- _SET PROBLEM_
Return each line in the listing below that contains the string "french", matching case exactly.

[Dataset excerpts on object pointing]
#####

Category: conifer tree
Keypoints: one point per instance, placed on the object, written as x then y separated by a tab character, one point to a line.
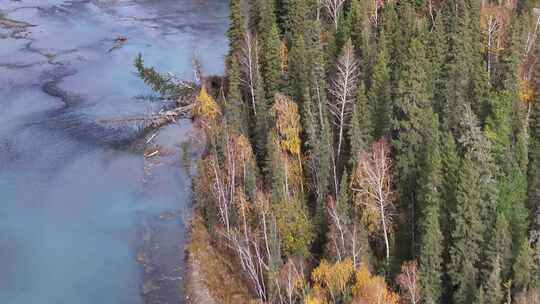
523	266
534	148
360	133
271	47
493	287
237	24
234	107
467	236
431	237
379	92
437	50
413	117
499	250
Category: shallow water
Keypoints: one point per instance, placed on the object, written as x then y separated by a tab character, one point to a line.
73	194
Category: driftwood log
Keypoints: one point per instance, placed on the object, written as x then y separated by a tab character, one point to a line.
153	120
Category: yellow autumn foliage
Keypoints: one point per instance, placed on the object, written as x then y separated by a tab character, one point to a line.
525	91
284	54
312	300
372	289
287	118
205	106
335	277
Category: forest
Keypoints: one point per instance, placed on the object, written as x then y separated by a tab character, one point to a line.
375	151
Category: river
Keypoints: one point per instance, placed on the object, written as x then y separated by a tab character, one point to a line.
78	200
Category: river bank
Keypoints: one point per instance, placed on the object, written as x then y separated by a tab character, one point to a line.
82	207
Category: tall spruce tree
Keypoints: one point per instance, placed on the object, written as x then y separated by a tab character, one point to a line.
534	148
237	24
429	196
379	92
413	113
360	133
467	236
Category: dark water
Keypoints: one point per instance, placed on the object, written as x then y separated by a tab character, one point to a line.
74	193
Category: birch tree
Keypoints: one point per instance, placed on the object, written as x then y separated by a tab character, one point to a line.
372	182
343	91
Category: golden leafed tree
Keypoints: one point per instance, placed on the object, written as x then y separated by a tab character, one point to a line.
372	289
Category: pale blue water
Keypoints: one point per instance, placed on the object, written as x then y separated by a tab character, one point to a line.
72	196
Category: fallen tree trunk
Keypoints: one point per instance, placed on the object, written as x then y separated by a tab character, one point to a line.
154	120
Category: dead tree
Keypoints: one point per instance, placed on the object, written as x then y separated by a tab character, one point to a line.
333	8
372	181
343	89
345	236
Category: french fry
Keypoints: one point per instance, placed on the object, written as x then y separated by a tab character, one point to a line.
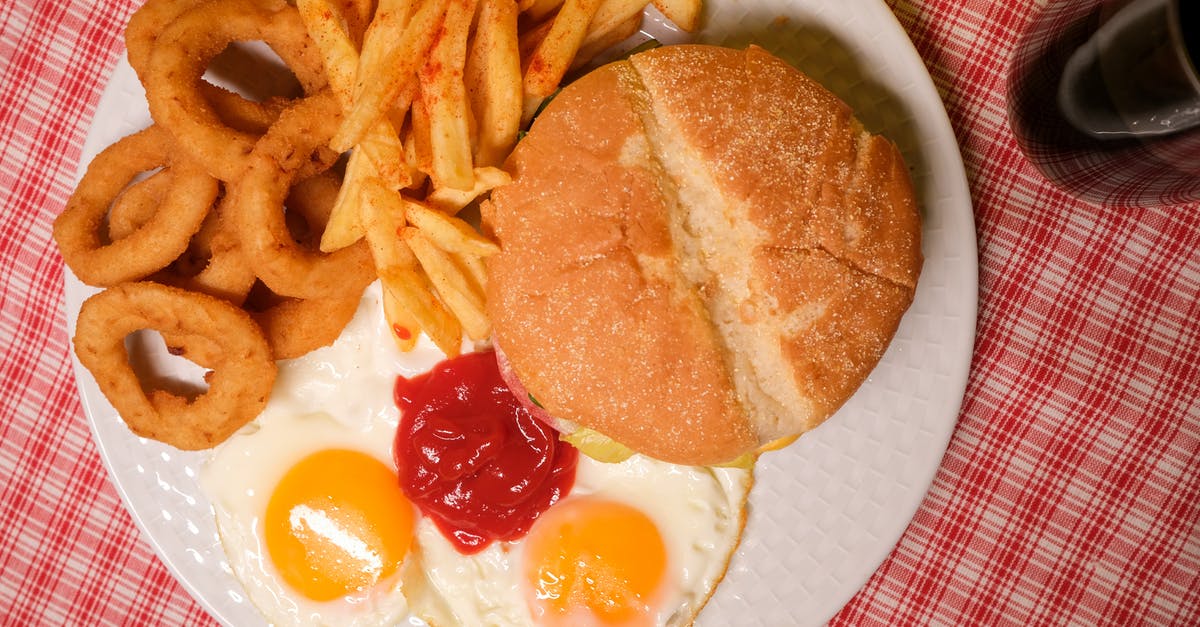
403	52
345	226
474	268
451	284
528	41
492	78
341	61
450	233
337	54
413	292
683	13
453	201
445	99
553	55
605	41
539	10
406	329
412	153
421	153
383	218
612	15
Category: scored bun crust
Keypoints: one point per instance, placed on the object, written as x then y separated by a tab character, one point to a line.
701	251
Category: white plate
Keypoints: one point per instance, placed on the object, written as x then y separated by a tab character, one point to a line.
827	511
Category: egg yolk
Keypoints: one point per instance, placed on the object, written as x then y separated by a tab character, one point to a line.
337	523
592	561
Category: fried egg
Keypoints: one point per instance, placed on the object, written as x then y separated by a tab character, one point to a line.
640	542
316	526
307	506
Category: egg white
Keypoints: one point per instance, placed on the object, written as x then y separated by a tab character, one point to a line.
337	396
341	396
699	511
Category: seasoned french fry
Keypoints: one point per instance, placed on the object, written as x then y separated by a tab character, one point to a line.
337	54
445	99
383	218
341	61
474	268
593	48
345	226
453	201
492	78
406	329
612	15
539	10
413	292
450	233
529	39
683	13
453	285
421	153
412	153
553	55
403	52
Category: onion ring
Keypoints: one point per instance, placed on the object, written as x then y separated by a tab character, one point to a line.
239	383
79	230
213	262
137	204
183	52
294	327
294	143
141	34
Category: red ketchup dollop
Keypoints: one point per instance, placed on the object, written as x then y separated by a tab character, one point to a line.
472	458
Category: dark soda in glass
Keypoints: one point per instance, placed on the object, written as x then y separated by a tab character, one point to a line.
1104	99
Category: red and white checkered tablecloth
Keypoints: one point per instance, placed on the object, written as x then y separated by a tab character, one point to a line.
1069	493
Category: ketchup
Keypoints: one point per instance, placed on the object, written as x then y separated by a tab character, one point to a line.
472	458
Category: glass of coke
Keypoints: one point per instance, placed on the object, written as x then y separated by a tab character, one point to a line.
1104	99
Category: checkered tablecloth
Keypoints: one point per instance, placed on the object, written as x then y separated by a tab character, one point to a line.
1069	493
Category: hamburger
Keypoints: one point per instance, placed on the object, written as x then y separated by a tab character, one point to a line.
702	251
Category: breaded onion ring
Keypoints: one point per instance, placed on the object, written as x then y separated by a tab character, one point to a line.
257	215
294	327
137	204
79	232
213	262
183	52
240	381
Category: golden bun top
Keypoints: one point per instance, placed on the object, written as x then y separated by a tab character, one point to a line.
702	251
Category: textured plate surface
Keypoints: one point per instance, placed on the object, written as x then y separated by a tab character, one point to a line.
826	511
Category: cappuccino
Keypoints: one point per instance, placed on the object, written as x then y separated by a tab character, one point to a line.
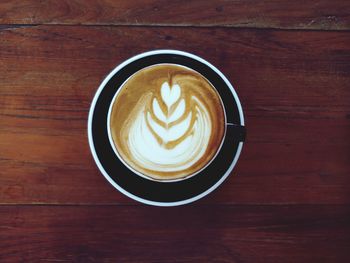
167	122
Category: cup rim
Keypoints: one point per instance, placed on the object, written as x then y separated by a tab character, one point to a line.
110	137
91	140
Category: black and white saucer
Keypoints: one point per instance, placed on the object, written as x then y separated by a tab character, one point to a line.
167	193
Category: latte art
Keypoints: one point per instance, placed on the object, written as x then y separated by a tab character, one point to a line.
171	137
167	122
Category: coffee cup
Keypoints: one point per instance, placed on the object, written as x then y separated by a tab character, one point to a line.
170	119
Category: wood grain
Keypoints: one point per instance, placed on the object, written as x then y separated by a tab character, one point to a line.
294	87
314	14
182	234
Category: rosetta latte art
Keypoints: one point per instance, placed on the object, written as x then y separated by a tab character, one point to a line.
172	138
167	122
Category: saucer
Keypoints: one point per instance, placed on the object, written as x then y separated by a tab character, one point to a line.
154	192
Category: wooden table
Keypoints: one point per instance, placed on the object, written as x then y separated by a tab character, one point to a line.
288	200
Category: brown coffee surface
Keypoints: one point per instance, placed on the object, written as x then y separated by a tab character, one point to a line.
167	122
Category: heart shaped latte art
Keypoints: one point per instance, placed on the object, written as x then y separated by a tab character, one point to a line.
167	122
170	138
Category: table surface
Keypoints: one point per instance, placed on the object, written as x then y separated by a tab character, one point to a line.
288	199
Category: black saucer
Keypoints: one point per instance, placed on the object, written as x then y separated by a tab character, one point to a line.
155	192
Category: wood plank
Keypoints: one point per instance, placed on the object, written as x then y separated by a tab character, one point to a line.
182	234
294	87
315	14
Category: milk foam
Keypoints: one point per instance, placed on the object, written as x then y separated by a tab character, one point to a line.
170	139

#####

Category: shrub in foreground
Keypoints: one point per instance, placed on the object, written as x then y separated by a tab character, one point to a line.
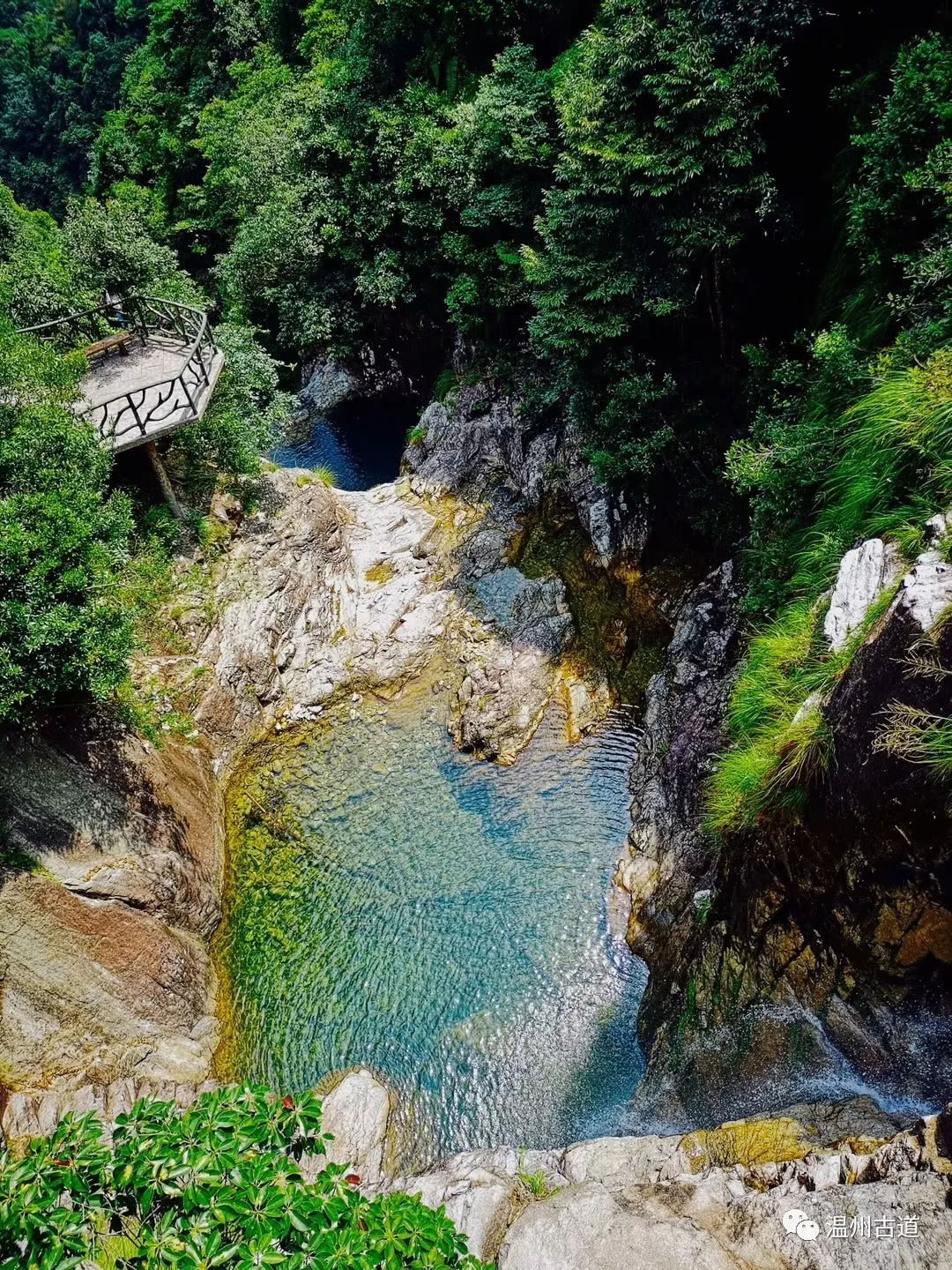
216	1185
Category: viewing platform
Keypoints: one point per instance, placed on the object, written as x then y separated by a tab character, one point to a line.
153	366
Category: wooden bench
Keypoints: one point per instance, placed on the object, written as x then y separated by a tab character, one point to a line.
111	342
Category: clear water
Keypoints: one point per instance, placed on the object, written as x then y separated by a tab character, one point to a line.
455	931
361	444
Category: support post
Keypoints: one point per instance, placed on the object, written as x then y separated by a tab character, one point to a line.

#####

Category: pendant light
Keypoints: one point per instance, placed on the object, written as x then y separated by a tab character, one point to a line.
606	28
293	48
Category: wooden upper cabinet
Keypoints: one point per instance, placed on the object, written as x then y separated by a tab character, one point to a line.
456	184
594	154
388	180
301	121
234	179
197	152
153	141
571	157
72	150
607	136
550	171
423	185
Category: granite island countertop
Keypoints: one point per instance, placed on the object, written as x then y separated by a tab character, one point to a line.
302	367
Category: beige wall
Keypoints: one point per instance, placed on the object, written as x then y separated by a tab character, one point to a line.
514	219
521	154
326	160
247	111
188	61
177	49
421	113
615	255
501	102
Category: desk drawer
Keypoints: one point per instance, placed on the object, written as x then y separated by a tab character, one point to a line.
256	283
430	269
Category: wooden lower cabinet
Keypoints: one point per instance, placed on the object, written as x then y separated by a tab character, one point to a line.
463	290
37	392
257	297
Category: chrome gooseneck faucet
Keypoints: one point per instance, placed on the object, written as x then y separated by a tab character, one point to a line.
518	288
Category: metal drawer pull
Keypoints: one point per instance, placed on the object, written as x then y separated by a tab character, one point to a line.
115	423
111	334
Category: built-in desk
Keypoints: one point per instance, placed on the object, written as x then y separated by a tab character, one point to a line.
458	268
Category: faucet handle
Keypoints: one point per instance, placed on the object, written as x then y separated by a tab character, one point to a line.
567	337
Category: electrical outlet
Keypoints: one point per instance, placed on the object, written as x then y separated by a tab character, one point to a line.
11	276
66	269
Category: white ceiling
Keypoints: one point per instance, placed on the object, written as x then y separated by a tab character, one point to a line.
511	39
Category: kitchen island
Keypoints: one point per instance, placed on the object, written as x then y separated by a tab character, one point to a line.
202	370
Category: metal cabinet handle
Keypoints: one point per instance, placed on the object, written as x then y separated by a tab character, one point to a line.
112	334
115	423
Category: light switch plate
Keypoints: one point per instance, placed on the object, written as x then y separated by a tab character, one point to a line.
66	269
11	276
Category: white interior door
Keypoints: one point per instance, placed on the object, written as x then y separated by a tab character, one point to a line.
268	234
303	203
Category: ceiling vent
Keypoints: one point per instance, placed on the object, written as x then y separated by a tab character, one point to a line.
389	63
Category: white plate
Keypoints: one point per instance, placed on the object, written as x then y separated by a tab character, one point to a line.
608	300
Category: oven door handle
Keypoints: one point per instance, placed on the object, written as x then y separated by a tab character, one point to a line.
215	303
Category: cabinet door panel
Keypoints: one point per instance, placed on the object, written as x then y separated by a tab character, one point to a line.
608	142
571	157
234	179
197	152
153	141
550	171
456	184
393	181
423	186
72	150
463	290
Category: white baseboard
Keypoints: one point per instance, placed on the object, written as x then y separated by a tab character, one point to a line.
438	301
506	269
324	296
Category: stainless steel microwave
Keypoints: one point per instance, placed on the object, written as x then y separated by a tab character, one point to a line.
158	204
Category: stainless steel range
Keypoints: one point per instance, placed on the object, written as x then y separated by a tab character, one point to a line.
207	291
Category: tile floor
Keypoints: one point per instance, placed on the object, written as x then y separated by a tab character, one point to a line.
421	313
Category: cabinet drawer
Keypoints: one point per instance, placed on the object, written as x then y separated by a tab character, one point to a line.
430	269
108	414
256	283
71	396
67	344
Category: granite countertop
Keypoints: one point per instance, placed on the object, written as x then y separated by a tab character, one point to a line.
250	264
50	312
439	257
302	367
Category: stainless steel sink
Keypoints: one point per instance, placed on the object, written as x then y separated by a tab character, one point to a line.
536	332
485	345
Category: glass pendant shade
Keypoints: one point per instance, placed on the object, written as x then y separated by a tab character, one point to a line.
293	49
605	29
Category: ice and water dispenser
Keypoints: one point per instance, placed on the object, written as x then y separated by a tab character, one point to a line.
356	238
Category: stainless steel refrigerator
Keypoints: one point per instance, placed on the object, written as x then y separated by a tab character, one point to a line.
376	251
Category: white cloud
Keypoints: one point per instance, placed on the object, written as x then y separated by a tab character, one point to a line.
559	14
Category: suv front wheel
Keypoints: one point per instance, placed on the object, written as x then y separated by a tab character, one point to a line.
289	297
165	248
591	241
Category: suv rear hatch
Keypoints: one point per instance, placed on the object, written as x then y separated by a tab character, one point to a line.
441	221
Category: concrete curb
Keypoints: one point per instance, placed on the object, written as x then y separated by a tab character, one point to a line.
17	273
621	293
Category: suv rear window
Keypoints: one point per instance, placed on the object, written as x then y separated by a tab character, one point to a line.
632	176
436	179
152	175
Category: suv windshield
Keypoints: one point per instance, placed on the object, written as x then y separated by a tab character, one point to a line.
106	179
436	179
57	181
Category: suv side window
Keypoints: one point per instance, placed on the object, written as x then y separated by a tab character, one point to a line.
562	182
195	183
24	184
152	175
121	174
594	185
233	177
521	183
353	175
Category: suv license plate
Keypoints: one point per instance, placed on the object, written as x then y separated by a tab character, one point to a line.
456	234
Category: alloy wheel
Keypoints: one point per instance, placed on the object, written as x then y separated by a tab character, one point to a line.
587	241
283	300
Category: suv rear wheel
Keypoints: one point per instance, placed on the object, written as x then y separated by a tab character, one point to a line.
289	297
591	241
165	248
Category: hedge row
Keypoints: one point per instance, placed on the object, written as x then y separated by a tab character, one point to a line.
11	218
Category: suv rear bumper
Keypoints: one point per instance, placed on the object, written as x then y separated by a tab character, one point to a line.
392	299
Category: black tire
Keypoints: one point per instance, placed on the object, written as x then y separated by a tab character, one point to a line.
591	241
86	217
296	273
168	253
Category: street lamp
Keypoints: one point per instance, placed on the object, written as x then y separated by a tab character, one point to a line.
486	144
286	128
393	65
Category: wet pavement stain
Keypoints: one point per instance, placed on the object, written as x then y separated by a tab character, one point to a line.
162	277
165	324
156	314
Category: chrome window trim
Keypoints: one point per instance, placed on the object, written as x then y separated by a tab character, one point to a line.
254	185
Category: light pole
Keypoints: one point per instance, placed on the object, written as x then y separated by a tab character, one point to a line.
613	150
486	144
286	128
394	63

#####

- _SOLUTION TO THE PROBLEM_
Category: french fry
Category: seasoned french fry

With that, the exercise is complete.